[PAGE EXCERPT — start]

King noted that different goals require different diets. 

“Are you trying to lose weight, gain weight, or build muscle?” he asks. “If you eat more calories than you burn, you’re gonna gain weight.  If you want to build muscle, eat more protein.  If you want to maintain your weight, eat the amount that you burn, and if you want to lose weight, you have to consume less than you expend throughout the day.”

Potential risks

Anyone trying to positively alter their diet also needs to be aware of the potential dangers. Starving yourself will always come back to bite you. King described his own problems with underfueling and calorie counting, which he said led to the biggest nutritional ‘mistake’ of his 20-year career.

“I’ve been racing my bike for 20 years, so I’ve learned quite a lot about nutrition and what works for me, but I’ve also made some really big mistakes.  

“A couple years ago I shared my struggle with… I wouldn’t call it an eating disorder so much as a control issue. I was underfueling. That was a really unhealthy cycle and it was completely unsustainable.”

Not only was it unsustainable, it was actually harming his ability to perform.

[PAGE EXCERPT — finish]
[INFORMATION PROVIDED — start]

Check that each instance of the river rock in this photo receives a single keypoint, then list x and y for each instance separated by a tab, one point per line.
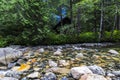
97	70
64	78
92	77
41	50
77	72
63	63
58	53
2	74
13	74
49	76
116	73
52	63
79	55
113	52
8	78
11	54
58	70
34	75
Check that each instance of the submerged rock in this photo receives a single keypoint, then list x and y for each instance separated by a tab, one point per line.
34	75
58	52
7	55
113	52
49	76
97	70
63	63
52	63
79	55
58	70
8	78
77	72
92	77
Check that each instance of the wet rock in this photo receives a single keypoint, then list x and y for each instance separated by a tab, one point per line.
113	52
52	63
49	76
41	50
36	69
10	65
58	70
97	70
92	77
20	61
58	52
8	78
79	55
11	54
77	72
116	73
25	78
13	74
64	78
2	74
116	78
34	75
63	63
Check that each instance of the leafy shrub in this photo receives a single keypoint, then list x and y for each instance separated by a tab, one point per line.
87	37
3	42
116	35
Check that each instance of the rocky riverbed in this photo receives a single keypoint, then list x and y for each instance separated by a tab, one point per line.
59	63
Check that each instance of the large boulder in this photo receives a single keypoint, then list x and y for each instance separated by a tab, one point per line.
7	55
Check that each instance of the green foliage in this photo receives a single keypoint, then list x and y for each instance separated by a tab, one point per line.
87	37
3	42
116	36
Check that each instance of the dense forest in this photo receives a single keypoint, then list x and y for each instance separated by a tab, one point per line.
34	22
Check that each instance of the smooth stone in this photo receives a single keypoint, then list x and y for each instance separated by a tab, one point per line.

[INFORMATION PROVIDED — finish]

**EXERCISE SET:**
• 1. Please restate the passage on King's nutrition, starting with "Potential risks" and going on through "really big mistakes.", and swap "calorie counting" for "portion control".
• 2. Answer these questions from the passage on King's nutrition:
(a) How many years has King been racing his bike?
(b) What should you eat more of if you want to build muscle?
(c) What does King say he was doing that made for an unhealthy cycle?

**TASK SOLUTIONS:**
• 1.
Potential risks

Anyone trying to positively alter their diet also needs to be aware of the potential dangers. Starving yourself will always come back to bite you. King described his own problems with underfueling and portion control, which he said led to the biggest nutritional ‘mistake’ of his 20-year career.

“I’ve been racing my bike for 20 years, so I’ve learned quite a lot about nutrition and what works for me, but I’ve also made some really big mistakes.

• 2.
(a) 20 years.
(b) Protein.
(c) Underfueling.